Under the workers' compensation text, how long can benefits last under a Notice of Temporary Compensation Payable?
Document segment Block Start
If you were injured at your workplace in Pittsburgh, know that you have resources. You are protected under the 1915 Pennsylvania Workers Compensation Act, which was created to help employees who suffer injuries at work. Learn more about the workers’ compensation process and which steps to take following a work injury.
Workers’ Compensation in Pittsburgh
Requirements for Employers
If you are injured at work, you are required to report your injury to your employer within 21 days after it occurred, or at the latest, within 120 days of the injury, or discovering the work-related disease. Do not delay in reporting your injury to your employer. If you fail to report the injury on time, you may lose your right to workers’ compensation benefits entirely.
As long as you reported your injury in a timely manner, your employer and its insurance company will have 21 days to complete one of the three options:
- Agree that the injury is related to work and issue a Notice of Compensation Payable, which accepts your claim to recover compensation
- Agree that the injury is related to work and issue a Notice of Temporary Compensation Payable, which means you will receive benefits for up to 90 days
- Deny the claim and issue a Notice of Compensation Denial
You will also need to provide your employer with proof of your injuries. This can be your doctor confirming your injuries and advising when it is safe for you to return to work and resume your tasks.
Time Limits for Filing a Claim
If the employer or insurer denies responsibility for your injury, you will typically have three years from the date the injury occurred to file a claim petition for benefits.
Claim Filing Process
After a work injury, the following steps will most likely apply:
- Seek medical assistance and maintain a medical record.
- Report your injury to your employer as soon as possible (within 21 days).
- Within 21 days of filing notice, your employer will let you know of their approval or denial of your injury claim.
- Your employer is required to use a Statement of Wages form to calculate an employee’s wages and provide copies to the employee as well as the Bureau of Workers’ Compensation.
- Your employer will also need to file a Notice of Suspension or Modification depending on whether or not you return to your previous position.
- Once the benefits payment is decided, your employer will need to complete a Final Statement of Account of Compensation Paid form, and send it to the Bureau of Workers’ Compensation.
Document segment Block End
Information supplied Block Start
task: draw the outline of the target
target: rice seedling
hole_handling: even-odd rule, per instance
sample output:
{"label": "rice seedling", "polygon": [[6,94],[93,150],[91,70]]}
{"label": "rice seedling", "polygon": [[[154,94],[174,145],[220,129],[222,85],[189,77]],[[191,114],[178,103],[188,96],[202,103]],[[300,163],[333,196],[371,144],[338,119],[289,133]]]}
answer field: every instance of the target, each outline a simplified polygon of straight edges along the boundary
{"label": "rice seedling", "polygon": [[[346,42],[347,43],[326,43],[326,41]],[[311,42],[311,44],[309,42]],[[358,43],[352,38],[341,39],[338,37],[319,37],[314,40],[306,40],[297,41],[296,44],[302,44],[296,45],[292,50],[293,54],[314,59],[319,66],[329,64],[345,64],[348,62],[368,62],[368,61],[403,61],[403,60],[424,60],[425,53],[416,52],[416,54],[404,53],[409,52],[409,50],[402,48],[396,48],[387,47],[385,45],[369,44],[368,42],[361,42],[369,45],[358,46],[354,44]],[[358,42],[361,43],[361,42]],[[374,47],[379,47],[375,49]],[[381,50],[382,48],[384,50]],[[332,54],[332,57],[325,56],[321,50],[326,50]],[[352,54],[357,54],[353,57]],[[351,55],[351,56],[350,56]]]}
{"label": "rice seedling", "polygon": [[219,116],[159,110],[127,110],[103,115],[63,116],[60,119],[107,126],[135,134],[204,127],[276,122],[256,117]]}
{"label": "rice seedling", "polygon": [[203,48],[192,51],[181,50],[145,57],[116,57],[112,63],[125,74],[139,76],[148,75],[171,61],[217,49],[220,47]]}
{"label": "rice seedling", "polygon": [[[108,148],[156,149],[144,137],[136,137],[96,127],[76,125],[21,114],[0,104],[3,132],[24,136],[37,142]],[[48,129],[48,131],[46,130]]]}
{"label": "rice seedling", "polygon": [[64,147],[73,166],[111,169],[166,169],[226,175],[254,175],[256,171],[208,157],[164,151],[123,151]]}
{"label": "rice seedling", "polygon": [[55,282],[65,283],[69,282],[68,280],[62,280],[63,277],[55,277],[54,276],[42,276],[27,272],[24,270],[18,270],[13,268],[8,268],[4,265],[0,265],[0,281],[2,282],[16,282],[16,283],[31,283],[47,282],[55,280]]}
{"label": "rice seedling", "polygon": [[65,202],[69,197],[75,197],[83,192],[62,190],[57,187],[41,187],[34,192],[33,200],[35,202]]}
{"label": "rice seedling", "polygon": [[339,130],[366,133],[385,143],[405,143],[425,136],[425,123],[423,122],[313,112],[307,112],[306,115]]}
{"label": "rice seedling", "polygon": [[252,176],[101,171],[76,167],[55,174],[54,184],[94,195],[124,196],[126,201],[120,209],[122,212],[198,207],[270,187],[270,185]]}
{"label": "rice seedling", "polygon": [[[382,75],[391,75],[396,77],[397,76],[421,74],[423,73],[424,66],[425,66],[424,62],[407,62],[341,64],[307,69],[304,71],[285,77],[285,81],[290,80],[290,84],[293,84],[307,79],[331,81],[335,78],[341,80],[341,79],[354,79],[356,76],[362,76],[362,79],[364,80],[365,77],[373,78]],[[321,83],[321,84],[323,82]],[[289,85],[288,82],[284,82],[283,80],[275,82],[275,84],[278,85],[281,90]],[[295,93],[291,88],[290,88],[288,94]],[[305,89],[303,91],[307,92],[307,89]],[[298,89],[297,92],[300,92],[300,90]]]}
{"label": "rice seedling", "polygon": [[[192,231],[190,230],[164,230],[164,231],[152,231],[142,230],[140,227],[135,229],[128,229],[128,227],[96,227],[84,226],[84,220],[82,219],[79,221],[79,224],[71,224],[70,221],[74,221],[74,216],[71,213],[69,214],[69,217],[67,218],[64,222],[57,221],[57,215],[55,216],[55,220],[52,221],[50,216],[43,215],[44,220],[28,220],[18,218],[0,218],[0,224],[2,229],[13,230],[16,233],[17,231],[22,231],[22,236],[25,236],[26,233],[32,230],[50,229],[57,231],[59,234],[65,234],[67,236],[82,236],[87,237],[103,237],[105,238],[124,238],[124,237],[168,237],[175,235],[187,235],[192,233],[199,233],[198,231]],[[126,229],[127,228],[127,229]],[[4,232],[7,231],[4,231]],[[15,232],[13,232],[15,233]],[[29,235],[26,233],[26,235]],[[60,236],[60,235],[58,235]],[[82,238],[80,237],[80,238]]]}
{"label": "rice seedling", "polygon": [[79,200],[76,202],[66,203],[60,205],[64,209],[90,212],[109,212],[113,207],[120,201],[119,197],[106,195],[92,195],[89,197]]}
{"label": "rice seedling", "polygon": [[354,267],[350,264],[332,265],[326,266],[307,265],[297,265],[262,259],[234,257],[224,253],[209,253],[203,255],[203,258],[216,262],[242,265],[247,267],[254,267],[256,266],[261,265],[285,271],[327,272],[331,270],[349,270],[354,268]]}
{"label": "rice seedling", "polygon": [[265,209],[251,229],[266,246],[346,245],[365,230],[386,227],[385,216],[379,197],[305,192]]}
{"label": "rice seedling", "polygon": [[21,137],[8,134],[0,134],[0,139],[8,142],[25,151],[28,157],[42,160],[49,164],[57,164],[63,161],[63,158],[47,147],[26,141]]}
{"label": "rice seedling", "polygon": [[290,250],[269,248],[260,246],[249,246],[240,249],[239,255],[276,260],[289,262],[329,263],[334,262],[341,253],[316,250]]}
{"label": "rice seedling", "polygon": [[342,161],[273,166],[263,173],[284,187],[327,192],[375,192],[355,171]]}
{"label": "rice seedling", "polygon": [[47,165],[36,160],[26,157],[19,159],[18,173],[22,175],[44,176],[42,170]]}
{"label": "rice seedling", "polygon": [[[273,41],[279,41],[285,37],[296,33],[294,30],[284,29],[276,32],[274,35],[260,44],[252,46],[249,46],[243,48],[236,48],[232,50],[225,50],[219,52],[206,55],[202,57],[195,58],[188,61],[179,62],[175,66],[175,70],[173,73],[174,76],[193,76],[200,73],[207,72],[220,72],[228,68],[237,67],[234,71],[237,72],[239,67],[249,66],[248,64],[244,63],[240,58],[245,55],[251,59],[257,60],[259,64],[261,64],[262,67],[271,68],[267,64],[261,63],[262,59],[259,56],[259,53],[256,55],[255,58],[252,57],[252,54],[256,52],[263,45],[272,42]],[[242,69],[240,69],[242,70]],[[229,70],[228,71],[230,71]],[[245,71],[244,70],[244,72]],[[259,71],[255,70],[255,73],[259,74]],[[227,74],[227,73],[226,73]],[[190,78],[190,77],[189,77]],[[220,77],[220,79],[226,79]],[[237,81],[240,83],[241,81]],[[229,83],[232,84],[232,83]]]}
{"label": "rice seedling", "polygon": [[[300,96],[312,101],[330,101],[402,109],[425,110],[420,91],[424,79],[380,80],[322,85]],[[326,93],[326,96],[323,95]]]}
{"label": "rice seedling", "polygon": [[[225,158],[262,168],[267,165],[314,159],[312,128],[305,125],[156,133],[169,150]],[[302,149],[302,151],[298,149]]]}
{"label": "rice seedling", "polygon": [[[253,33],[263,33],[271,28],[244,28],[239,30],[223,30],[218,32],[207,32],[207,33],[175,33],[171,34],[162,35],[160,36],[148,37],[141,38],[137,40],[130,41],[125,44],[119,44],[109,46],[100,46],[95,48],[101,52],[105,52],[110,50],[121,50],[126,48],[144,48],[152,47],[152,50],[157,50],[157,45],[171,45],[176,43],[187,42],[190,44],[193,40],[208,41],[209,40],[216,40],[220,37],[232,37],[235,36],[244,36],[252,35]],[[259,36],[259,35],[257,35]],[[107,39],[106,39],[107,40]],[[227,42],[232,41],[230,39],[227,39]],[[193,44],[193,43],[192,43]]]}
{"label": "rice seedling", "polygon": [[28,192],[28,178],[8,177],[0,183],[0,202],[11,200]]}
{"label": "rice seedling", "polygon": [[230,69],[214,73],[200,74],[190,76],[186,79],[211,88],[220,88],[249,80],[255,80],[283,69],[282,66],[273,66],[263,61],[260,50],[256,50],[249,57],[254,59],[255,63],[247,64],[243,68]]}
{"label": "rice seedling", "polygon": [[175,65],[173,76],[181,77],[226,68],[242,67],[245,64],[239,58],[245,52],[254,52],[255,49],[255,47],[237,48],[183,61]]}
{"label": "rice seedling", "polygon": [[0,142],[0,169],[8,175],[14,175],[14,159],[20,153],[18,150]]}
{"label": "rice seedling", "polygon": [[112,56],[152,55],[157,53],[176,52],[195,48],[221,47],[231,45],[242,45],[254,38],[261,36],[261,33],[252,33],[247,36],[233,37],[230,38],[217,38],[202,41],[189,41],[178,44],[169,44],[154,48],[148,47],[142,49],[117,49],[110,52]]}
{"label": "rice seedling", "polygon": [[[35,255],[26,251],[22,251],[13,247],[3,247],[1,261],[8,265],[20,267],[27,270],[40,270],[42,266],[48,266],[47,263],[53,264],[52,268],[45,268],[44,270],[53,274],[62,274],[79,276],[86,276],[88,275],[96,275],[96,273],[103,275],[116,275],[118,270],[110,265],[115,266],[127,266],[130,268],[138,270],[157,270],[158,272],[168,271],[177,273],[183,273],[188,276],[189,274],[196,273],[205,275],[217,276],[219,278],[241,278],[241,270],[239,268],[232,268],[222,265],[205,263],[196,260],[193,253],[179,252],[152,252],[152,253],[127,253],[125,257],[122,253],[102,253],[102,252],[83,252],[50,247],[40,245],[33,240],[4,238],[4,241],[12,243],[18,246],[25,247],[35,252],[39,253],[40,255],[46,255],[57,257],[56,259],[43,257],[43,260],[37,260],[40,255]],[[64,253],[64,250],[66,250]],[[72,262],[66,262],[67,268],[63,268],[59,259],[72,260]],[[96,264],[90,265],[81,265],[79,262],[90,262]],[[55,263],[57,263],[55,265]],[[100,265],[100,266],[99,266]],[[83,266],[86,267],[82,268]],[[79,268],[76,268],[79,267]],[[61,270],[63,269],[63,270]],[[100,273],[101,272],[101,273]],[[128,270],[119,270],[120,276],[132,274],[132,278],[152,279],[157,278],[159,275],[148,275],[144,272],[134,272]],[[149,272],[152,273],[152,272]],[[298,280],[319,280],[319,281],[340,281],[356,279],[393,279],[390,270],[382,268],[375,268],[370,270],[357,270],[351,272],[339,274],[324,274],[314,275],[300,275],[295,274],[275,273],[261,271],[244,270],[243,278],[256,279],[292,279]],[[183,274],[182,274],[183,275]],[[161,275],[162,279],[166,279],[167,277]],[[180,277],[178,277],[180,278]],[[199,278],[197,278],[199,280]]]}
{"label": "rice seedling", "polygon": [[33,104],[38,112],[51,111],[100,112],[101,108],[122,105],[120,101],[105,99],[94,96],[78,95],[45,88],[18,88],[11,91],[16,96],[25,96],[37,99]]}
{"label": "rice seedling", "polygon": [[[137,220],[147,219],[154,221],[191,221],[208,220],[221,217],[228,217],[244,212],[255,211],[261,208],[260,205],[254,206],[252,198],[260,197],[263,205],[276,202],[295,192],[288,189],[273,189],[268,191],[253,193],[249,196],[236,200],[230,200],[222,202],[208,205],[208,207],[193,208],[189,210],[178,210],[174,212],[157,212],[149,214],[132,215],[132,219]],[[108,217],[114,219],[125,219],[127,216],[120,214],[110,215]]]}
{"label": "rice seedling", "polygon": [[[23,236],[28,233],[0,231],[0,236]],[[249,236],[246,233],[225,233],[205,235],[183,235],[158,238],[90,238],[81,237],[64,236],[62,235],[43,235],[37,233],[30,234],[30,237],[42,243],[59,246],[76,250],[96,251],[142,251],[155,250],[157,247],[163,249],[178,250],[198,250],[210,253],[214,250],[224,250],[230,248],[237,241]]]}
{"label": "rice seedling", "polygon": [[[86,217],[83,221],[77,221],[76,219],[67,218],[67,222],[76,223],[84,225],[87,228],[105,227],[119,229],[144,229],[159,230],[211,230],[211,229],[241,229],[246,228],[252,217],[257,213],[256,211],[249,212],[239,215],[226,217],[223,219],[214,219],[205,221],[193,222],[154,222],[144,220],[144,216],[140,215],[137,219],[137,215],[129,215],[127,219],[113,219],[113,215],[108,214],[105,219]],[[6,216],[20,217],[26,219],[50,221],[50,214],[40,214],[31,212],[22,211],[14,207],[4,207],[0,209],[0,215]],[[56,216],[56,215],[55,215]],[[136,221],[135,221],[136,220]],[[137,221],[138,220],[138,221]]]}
Information supplied Block End
Reply to the task. Up to 90 days.